Written problem: Report how many lines in the entries below contain the string "white", treating uppercase and lowercase as different, and give only that number.
>> BEGIN
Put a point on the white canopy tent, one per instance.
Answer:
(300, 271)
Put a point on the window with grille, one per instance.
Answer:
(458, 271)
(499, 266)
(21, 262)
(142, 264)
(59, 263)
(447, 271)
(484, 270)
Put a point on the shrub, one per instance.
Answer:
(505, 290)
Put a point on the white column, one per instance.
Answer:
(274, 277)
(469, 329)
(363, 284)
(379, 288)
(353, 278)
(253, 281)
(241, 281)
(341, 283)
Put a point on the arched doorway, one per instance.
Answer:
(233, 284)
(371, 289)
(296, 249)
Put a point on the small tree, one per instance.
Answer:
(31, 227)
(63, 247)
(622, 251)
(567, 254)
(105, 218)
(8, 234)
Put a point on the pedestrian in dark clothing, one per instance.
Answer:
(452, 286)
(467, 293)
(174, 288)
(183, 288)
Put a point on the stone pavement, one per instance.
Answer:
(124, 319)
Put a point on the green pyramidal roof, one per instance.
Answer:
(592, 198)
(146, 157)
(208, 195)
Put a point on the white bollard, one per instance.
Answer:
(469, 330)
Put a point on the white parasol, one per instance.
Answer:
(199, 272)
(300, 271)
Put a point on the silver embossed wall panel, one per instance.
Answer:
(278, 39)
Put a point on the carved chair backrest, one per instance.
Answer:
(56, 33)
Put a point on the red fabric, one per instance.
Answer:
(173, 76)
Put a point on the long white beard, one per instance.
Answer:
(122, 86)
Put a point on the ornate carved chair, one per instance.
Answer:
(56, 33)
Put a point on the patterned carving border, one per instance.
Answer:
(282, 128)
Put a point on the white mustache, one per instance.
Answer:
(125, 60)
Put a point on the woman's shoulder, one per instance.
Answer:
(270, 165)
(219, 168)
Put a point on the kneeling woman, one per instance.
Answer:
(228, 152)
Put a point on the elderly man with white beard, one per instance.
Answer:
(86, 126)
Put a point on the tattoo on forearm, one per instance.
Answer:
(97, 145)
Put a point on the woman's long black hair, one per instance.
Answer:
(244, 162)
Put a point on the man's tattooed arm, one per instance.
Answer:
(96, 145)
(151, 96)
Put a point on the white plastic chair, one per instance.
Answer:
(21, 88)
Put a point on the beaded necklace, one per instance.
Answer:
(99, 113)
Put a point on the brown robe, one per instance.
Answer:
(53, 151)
>> END
>> BEGIN
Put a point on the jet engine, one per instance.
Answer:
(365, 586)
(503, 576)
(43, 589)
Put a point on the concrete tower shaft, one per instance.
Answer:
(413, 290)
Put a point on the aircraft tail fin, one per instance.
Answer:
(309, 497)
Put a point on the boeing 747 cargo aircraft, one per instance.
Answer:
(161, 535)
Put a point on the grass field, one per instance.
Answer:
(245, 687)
>> END
Answer to the problem: 8